## begin SUPPLIED ENTRIES

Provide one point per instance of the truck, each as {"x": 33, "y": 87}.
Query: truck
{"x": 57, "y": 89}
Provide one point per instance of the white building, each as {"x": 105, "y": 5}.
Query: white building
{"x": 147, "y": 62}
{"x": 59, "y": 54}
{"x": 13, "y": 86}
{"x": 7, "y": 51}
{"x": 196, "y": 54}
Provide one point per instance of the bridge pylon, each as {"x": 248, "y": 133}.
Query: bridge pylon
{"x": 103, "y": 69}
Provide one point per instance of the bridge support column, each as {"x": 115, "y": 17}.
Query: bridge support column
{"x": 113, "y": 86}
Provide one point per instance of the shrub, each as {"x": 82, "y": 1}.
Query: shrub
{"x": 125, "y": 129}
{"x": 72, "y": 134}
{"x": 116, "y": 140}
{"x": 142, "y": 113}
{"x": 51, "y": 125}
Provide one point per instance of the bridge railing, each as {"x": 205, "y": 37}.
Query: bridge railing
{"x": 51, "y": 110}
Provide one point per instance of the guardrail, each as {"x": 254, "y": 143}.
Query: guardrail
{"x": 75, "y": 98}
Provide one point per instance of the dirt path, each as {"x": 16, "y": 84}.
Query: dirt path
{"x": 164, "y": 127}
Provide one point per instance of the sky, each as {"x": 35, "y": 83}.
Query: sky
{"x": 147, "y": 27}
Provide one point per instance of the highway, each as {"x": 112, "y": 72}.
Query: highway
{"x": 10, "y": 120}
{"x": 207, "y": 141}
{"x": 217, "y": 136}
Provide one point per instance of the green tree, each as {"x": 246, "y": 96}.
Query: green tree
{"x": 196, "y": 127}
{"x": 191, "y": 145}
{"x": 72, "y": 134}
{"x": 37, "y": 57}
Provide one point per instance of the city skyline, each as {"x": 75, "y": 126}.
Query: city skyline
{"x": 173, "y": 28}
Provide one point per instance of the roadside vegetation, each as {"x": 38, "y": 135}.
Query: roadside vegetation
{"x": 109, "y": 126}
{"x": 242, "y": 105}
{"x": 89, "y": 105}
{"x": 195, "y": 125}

## end SUPPLIED ENTRIES

▶ [TASK INSTRUCTIONS]: Copy every line of the material above word for word, from the first line to the last.

▶ [COMPLETE RESPONSE]:
Provide one point per instance of the truck, each as {"x": 33, "y": 87}.
Query: truck
{"x": 57, "y": 89}
Provide one point per instance of the white building, each as {"x": 105, "y": 5}.
Query: white building
{"x": 147, "y": 62}
{"x": 59, "y": 54}
{"x": 13, "y": 86}
{"x": 7, "y": 51}
{"x": 196, "y": 54}
Provide one point per instance of the bridge pylon, each as {"x": 248, "y": 133}.
Query: bridge pylon
{"x": 103, "y": 69}
Provide one point per instance of the bridge support column, each as {"x": 115, "y": 17}.
Query: bridge support column
{"x": 113, "y": 86}
Provide one point per instance of the shrub, each as {"x": 82, "y": 1}.
Query: shrub
{"x": 125, "y": 129}
{"x": 72, "y": 134}
{"x": 116, "y": 140}
{"x": 142, "y": 113}
{"x": 51, "y": 125}
Provide one point per instance of the bridge railing, each as {"x": 205, "y": 37}.
Query: bridge railing
{"x": 51, "y": 110}
Provide one point per instance of the guardrail, each as {"x": 254, "y": 143}.
Query: guardrail
{"x": 75, "y": 98}
Provide one point per instance of the dirt path, each as {"x": 16, "y": 84}.
Query: dirt path
{"x": 164, "y": 127}
Provide one point per instance of the sky, each as {"x": 35, "y": 83}.
Query: sky
{"x": 147, "y": 27}
Provide one point per instance of the highway, each as {"x": 112, "y": 72}.
Query: highway
{"x": 10, "y": 120}
{"x": 207, "y": 141}
{"x": 217, "y": 136}
Provide one point per instance of the green tree, each as {"x": 246, "y": 96}.
Query: green tree
{"x": 196, "y": 127}
{"x": 191, "y": 145}
{"x": 72, "y": 134}
{"x": 37, "y": 57}
Provide one point per instance of the city skyline, each as {"x": 75, "y": 126}.
Query: city skyline
{"x": 173, "y": 28}
Provide one point per instance of the roadside vegetation, each as {"x": 38, "y": 135}.
Query: roadside vegetation
{"x": 109, "y": 126}
{"x": 242, "y": 105}
{"x": 89, "y": 105}
{"x": 195, "y": 125}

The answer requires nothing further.